**LISTA DE TAREAS**.
1. Indique si cada afirmación concuerda con el relato sobre la madre de Cristina: responda sí o no y cite literalmente las palabras del relato que lo deciden. (a) El mensaje de Cristina llegó durante un almuerzo en casa. (b) Entre Quito y la Válgoma hay cinco horas de diferencia. (c) La casa del Bierzo tiene muros de piedra.
2. Prosiga el relato sobre la madre de Cristina a partir de su última oración.

Deben acordarse ustedes de aquel poema de Mario Benedetti que aludía al vago reconocimiento que tenemos de la muerte cuando somos niños, pues nos parece tan pequeña como un charco, pero cuando crecemos y van desapareciendo los más viejos, luego los más jóvenes y finalmente, termina siendo un problema nuestro, íntimo e indisoluto. Al alma joven parecería poco honesto implicarle en una muerte prematura. ¿Pero quiénes somos nosotros para dirigir un timón que nos fue arrebatado desde el mismo momento que nuestra madre nos diera a luz?

Me cuesta ser cabal en estos trasuntos. Máxime cuando la pérdida afecta a alguien próximo a mi vida, porque si bien la familia viene predeterminada, albergamos la gratitud de elegir a nuestros pocos amigos que, en algunos casos, se convierten en una suerte de madre, padre o hermano mayor o menor.

El caso es que hace dos días estaba almorzando tranquilamente en mi casa. Una ensalada aliñada y una copa de moscatel murciano como entrante. Recibí el mensaje de Cristina, una de mis grandes amigas. Siete horas de diferencia entre Quito (Ecuador) y la Válgoma, un pequeño pero digno pueblo de la provincia española de León, con un océano de por medio. Me dijo que su madre había fallecido aquella misma tarde. Así fue, de frente y sin delantal.

Su madre se fue. Quizás un desenlace más o menos esperado, por las cuestiones del Alzheimer. Pero yo había conocido a tal madre. En los dos últimos años de mis regresos a España, mi gran amiga había conseguido robar a mis padres un par de días de estadía y yo había volado directamente hasta el Bierzo leonés, en un trasiego de unos 550 kilómetros en coche, en pleno invierno y con los campos totalmente doblegados por las heladas, a una vieja casa con muros de adobe y piso de tablas de castaño, donde además vive con sus dos hijos.

Datos de expresiones referenciales:

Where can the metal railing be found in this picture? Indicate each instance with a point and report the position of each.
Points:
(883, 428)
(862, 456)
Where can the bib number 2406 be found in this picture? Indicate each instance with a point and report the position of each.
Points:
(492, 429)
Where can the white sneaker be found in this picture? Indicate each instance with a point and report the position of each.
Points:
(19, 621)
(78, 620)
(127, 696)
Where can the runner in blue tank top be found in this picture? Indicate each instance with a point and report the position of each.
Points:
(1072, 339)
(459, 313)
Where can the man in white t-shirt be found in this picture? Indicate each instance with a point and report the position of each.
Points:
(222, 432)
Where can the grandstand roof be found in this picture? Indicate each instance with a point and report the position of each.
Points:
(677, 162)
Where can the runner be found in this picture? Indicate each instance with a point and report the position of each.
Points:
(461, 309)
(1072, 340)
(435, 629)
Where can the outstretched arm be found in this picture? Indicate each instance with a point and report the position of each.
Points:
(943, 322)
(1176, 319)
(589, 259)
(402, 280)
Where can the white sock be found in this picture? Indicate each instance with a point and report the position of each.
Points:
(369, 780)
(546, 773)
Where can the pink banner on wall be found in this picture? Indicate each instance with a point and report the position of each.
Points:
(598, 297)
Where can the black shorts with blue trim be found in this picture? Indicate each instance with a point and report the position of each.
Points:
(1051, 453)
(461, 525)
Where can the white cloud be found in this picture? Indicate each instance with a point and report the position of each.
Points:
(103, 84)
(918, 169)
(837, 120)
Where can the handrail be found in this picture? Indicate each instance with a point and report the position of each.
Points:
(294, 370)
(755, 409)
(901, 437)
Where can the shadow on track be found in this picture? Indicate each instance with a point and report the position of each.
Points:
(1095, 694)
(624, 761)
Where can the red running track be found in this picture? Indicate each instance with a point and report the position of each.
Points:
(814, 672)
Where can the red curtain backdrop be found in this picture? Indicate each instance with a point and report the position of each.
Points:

**RESPUESTAS NUMERADAS**.
1.
(a) Sí: "hace dos días estaba almorzando tranquilamente en mi casa" y "Recibí el mensaje de Cristina".
(b) No: "Siete horas de diferencia entre Quito (Ecuador) y la Válgoma".
(c) No: "una vieja casa con muros de adobe y piso de tablas de castaño".

2.
Para mí, que de natural vocación me siento poeta y escritor así no aparezca en los umbrales mediáticos, ese cariño y hospitalidad fueron suficientes como para sentirme en mi propia casa, y recordar aquellos tiempos de antaño en que me desplazaba hasta el interior de Galicia, hasta que otra de mis madres se me marchó, bien joven eso sí, que se llamaba Lola y me había enseñado a cocinar pulpo a la gallega con cachelos, como si yo fuera más gallego que vasco.

Lamentablemente estamos hechos de pérdidas y naufragios, y tal vez por eso afirman tanto que no nos aferremos, pero que me disculpen porque pienso lo contrario debido al profundo sentido de pertenencia por las pocas almas que me importan. En ese sentido y a pesar de que soy extremadamente cuidadoso con lo que comparto, hay determinados afectos que también trascienden a la propia intimidad y se reflejan en mi propia ficción, o aún en los propios momentos vividos.

Tal es el caso de mi amiga y su madre. Sé que ella sonreirá cuando esté leyendo estas líneas, y me apresuro a afirmar que cualquier lector de buen corazón. Yo también me acordaré de que cuando llegaba cansado, en el punto final del itinerario siempre me esperaba una cocina alimentada por leña, un bote de confitura de castañas y buena pieza de cecina, el perro con cara de bruto y corazón de pan y por fin, la madre sentada en una de las esquinas de la cocina, sonriente a pesar de su alternancia entre intervalos lúcidos y mortales, siendo lo último que perdió en su memoria las canciones y coplas de antaño que se sabía al pie de la letra.

La última vez que estuve, Cristina me llevó al valle del Silencio, un enigmático paraje entre los entresijos de la montaña. El frío pelaba los pulmones. Los árboles tan desnudos como una vara de avellano. Visitamos las ruinas de un monasterio cuyos orígenes eremíticos se remontan a los primeros albores de la Alta Edad Media. Ese fue mi regalo después de dejar a mis padres en Palencia.

Hoy quise dejar un alegre paréntesis en la tristeza que le embargará por haber perdido a su madre. Como escribió el cantautor cubano Karel García hace unos cuantos años: “Somos piedra sobre piedra, piedras de generaciones, que actuamos como mortales y pensamos como flores, porque una flor es la prueba, de que en medio de lo triste, lo sensible lo renueva”.